Requirements: Filter the records below and copy out every line that contains the word "dark". The match is case-sensitive.

The input:
__________________________________________________
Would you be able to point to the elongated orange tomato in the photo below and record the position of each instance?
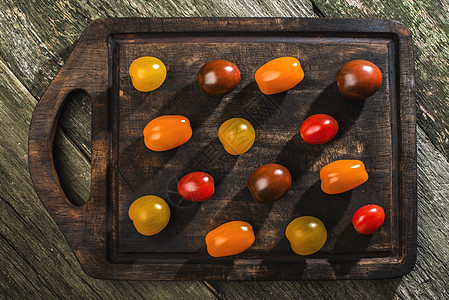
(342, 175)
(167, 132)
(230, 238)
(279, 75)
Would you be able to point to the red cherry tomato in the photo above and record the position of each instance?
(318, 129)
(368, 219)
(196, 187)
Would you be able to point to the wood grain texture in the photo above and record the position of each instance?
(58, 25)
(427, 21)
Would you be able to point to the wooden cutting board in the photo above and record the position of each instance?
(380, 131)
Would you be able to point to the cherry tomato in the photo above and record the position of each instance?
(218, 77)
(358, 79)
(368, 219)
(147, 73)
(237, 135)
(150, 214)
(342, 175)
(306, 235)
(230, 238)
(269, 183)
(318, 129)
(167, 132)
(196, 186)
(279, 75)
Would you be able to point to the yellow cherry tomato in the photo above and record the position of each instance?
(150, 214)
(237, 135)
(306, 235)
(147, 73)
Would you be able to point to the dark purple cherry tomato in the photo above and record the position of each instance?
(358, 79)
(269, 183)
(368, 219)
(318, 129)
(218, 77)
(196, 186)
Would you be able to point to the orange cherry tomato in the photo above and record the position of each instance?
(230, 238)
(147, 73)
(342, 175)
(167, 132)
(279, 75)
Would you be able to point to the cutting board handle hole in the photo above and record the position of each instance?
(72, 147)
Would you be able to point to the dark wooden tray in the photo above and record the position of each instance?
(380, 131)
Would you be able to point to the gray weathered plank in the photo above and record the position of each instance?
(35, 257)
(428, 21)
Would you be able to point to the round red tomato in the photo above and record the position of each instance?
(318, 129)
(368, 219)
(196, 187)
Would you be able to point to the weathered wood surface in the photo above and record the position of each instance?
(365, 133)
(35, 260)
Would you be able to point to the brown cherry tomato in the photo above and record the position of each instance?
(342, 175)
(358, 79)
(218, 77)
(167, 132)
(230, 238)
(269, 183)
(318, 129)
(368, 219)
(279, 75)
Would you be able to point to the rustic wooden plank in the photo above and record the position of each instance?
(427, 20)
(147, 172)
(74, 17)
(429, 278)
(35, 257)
__________________________________________________
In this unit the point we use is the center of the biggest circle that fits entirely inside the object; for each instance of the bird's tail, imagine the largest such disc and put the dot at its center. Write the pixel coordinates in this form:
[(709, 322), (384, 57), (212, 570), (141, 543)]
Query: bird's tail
__________________________________________________
Output for this task:
Would you be able to point to the dark purple cherry tomato in the photo above and record the position of each instance?
Would you be able to point to the dark wooden tray in the photo above and record the position of each instance?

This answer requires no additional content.